[Input for this task]
================================

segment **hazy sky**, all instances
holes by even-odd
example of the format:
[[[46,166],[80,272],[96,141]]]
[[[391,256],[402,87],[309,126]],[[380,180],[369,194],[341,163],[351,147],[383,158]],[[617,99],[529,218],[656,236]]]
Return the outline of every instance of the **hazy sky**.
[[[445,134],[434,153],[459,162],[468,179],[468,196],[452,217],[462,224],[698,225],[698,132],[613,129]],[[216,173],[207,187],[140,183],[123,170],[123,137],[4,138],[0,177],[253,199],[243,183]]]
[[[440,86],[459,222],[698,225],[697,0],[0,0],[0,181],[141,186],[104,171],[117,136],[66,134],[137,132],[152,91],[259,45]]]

================================

[Exercise directions]
Render all the items above as a numbered list, omitting any blank lines.

[Task solution]
1. segment **hazy sky**, all instances
2. holes by even-odd
3. example of the format:
4. [[[46,166],[80,272],[96,141]]]
5. [[[391,256],[402,87],[309,126]],[[380,180],[369,194],[341,163],[351,147],[383,158]],[[617,99],[529,218],[656,236]]]
6. Return the outline of every instance of the **hazy sky**.
7. [[[445,134],[434,153],[459,162],[468,179],[468,196],[452,217],[462,224],[698,225],[698,132],[613,129]],[[216,173],[207,187],[140,183],[123,170],[123,137],[4,138],[0,177],[253,199],[243,183]]]
8. [[[440,86],[459,222],[698,225],[697,0],[0,0],[0,181],[141,186],[104,171],[117,136],[66,134],[137,132],[152,91],[259,45]]]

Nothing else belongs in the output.